▸ Problem statement:
Taking the line that contains "Query: boy's face" as the first, copy exactly every line through the last line of the records, and nothing else.

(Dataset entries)
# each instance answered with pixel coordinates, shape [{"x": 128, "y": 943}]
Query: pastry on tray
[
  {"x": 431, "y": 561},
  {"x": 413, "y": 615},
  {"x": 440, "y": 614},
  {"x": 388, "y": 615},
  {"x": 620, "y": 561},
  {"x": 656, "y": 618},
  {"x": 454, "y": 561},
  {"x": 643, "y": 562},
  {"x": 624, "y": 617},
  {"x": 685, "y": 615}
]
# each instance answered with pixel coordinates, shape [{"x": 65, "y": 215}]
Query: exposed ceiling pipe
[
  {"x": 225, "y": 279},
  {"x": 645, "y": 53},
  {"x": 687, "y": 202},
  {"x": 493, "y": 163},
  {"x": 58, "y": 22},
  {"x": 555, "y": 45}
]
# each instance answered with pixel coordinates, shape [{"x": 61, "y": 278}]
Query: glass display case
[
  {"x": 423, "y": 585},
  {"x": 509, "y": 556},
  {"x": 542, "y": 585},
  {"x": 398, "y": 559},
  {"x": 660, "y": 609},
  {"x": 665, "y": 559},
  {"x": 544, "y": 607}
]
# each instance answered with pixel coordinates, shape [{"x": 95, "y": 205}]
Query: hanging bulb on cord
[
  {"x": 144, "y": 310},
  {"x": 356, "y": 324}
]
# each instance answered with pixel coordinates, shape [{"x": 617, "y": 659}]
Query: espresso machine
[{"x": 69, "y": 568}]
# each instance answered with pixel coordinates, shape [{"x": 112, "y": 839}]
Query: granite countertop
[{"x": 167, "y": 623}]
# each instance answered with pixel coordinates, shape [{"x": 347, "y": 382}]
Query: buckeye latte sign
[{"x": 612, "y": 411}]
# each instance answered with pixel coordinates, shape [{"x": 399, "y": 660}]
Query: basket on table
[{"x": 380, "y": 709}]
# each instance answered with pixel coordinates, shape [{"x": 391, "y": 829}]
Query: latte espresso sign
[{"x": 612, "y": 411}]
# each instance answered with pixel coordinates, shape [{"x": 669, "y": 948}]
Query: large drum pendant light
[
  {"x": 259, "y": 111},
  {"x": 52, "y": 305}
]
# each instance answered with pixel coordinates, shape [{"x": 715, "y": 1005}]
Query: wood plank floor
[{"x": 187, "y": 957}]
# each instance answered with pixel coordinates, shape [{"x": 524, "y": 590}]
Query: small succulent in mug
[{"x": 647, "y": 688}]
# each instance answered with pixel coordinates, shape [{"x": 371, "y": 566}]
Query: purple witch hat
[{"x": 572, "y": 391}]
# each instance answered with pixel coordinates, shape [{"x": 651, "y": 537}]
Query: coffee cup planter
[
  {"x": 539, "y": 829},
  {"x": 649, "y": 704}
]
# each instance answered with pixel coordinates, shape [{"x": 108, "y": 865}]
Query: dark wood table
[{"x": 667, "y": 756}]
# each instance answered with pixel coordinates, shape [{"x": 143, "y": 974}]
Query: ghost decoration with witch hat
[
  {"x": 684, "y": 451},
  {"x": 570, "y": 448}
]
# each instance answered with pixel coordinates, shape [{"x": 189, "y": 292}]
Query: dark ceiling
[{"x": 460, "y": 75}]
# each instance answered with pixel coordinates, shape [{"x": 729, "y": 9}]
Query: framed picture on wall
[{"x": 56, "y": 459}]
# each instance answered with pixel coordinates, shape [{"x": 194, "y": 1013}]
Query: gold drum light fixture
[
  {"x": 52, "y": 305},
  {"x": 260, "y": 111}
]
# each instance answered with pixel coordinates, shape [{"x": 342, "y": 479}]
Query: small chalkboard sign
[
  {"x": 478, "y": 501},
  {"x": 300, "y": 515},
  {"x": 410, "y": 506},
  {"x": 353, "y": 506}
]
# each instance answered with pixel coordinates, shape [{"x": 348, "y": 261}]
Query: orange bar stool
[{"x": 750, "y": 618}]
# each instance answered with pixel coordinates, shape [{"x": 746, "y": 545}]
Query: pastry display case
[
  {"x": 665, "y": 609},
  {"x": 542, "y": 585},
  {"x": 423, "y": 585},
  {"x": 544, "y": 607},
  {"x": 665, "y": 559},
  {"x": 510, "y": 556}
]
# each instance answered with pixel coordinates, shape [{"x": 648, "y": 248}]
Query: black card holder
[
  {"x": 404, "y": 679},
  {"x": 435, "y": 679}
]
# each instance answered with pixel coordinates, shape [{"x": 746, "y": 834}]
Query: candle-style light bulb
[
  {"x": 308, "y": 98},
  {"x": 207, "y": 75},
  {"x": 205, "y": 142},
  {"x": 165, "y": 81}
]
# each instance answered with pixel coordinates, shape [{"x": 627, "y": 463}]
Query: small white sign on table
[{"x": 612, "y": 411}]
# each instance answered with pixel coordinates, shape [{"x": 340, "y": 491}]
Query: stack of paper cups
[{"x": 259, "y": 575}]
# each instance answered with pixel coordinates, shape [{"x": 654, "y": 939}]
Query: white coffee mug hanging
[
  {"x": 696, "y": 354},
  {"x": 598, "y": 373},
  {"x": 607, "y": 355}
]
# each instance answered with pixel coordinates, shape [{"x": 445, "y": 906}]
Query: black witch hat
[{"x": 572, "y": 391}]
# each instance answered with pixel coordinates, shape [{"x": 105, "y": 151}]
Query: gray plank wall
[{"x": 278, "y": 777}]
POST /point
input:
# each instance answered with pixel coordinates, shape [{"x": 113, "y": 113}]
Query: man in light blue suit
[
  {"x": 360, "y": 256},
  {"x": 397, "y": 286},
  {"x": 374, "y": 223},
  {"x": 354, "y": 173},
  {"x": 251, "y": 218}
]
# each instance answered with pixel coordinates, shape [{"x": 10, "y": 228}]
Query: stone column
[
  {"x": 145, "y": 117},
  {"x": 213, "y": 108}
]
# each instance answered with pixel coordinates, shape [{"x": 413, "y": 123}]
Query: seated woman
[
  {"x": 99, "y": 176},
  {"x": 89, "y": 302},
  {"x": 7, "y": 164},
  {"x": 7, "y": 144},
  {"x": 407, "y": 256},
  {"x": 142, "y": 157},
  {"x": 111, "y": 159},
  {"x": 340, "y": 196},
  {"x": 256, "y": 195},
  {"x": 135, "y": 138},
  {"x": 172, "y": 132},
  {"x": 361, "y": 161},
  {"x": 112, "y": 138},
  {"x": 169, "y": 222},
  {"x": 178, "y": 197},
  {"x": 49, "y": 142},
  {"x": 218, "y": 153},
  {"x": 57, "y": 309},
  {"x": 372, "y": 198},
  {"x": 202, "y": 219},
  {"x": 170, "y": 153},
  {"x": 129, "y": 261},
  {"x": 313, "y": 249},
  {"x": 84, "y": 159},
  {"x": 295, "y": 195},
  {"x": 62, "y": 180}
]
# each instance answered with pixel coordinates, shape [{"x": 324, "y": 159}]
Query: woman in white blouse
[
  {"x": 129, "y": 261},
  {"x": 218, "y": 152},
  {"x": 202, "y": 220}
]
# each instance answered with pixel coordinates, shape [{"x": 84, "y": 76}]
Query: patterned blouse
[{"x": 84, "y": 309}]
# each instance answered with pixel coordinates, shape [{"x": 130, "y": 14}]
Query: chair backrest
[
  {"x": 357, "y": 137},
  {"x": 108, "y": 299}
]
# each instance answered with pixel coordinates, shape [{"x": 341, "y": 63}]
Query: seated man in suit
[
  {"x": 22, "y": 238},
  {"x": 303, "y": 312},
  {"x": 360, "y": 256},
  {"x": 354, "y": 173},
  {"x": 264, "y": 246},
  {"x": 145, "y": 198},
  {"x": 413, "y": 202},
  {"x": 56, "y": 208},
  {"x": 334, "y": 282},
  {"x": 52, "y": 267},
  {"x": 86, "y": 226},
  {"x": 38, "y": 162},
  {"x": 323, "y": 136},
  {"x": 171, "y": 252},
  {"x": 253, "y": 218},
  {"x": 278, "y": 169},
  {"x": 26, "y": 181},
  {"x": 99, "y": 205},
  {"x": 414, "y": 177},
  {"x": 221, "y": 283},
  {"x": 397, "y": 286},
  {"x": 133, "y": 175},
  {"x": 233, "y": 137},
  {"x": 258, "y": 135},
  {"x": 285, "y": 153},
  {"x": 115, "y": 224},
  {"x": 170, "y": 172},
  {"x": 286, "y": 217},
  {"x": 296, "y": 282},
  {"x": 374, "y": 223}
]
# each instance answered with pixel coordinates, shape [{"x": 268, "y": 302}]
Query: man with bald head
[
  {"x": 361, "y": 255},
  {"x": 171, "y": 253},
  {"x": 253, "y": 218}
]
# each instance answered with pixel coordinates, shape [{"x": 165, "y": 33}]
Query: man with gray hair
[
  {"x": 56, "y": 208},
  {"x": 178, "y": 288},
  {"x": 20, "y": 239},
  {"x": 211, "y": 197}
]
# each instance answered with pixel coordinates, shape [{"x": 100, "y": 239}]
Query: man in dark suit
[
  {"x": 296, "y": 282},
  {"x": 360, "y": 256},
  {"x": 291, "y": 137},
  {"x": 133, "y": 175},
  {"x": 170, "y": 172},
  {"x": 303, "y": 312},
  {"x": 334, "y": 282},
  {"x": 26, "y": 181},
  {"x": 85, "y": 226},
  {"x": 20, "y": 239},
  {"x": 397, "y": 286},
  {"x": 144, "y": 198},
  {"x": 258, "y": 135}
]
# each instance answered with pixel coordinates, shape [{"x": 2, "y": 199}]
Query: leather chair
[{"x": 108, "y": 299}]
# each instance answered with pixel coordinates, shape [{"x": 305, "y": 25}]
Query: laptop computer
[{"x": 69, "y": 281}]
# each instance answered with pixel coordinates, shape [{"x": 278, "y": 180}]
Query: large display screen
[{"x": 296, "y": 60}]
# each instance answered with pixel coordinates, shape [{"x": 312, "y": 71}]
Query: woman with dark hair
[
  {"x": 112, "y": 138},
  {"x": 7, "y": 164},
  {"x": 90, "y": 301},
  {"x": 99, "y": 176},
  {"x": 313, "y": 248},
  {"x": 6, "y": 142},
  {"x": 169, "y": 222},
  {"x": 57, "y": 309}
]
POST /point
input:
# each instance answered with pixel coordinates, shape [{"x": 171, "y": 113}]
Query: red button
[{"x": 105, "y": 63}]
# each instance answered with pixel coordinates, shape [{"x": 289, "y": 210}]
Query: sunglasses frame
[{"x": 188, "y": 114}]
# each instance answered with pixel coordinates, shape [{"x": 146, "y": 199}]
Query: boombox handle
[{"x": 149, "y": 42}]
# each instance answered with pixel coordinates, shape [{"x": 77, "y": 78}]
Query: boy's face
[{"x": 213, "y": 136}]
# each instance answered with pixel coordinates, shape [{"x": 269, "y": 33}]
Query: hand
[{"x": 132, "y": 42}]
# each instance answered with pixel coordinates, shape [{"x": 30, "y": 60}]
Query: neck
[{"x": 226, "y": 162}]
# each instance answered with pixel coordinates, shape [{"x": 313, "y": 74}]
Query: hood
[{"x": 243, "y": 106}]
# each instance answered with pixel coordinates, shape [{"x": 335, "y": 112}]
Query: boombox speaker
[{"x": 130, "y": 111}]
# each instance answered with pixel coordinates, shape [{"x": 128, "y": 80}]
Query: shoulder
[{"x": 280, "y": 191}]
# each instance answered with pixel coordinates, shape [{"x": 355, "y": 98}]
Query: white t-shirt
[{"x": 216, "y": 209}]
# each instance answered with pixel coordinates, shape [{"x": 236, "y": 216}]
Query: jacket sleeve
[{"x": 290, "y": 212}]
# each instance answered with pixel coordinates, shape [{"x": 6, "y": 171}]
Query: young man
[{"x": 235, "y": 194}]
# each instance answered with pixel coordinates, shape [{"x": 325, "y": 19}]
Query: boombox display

▸ Solution below:
Query: boy's face
[{"x": 213, "y": 136}]
# each instance answered with pixel coordinates, shape [{"x": 269, "y": 33}]
Query: hand
[{"x": 132, "y": 42}]
# each instance answered with pixel coordinates, shape [{"x": 30, "y": 60}]
Query: neck
[{"x": 226, "y": 162}]
# each instance answered with pixel coordinates, shape [{"x": 313, "y": 74}]
Query: hood
[{"x": 243, "y": 106}]
# each instance answered with pixel coordinates, shape [{"x": 335, "y": 112}]
Query: boombox speaker
[{"x": 130, "y": 111}]
# each instance answered with pixel coordinates, shape [{"x": 128, "y": 80}]
Query: shoulder
[{"x": 280, "y": 191}]
# each instance answered with pixel coordinates, shape [{"x": 355, "y": 98}]
Query: white t-shirt
[{"x": 216, "y": 209}]
# each instance answered with pixel coordinates, shape [{"x": 236, "y": 216}]
Query: jacket sleeve
[{"x": 290, "y": 212}]
# each instance answered with pixel coordinates, shape [{"x": 6, "y": 171}]
Query: young man
[{"x": 235, "y": 194}]
# each instance answered with pixel coordinates, shape [{"x": 325, "y": 19}]
Query: boombox display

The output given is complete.